TASK OBJECTIVE:
List each line in the records below that contains the string "crane".

SUPPLIED ENTRIES:

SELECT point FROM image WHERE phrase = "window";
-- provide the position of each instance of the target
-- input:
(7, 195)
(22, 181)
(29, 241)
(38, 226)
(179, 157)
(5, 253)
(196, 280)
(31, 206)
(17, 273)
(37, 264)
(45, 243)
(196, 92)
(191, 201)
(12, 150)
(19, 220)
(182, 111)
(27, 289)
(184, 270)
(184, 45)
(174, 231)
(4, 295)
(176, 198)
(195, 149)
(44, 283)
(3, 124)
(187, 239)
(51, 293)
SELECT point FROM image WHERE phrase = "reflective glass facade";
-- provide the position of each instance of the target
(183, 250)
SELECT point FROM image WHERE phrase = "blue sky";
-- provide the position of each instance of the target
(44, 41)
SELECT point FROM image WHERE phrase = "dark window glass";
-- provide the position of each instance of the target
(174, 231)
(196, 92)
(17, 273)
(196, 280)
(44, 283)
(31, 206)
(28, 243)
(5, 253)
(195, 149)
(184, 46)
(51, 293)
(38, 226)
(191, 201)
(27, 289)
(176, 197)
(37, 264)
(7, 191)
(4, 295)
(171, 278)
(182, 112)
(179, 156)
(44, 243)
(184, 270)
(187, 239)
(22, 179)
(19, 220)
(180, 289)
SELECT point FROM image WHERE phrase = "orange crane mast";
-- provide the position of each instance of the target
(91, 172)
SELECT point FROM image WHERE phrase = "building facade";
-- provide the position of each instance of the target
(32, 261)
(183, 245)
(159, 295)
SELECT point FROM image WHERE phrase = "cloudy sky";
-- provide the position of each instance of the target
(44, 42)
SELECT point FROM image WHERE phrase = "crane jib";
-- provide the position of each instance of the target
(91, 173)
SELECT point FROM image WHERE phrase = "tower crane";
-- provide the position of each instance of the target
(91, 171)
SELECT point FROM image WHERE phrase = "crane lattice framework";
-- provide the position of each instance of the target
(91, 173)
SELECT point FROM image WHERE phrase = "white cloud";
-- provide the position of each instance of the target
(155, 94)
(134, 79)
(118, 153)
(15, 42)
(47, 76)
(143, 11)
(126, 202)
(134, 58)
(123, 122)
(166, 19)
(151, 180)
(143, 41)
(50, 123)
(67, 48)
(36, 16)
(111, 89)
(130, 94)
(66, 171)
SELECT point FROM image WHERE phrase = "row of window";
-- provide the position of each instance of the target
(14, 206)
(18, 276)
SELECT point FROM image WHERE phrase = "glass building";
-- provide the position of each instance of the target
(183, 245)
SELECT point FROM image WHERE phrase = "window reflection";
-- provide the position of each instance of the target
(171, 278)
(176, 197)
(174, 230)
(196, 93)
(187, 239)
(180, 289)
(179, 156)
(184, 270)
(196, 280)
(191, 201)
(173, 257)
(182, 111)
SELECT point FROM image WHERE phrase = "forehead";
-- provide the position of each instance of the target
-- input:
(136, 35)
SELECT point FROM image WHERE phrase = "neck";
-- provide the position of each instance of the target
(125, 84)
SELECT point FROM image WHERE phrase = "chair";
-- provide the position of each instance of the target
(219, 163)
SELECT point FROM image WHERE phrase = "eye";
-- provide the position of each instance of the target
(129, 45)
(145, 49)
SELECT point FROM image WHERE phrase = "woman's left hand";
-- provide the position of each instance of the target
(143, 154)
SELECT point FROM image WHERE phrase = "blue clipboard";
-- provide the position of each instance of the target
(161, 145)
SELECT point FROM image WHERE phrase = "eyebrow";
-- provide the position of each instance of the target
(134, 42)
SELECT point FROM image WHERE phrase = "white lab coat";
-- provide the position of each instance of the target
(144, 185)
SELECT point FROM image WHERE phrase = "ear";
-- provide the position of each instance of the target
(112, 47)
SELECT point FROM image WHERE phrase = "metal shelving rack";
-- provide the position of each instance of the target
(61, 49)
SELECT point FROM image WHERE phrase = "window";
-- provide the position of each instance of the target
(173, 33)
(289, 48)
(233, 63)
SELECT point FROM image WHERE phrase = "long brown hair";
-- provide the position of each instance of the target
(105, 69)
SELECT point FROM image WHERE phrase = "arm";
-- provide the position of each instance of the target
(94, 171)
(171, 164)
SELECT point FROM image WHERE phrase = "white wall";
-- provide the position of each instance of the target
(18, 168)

REPLY TO THE TASK:
SELECT point FROM image WHERE phrase = "orange crane mast";
SELECT point FROM image WHERE phrase = "crane jib";
SELECT point FROM image WHERE phrase = "tower crane";
SELECT point FROM image WHERE phrase = "crane lattice framework";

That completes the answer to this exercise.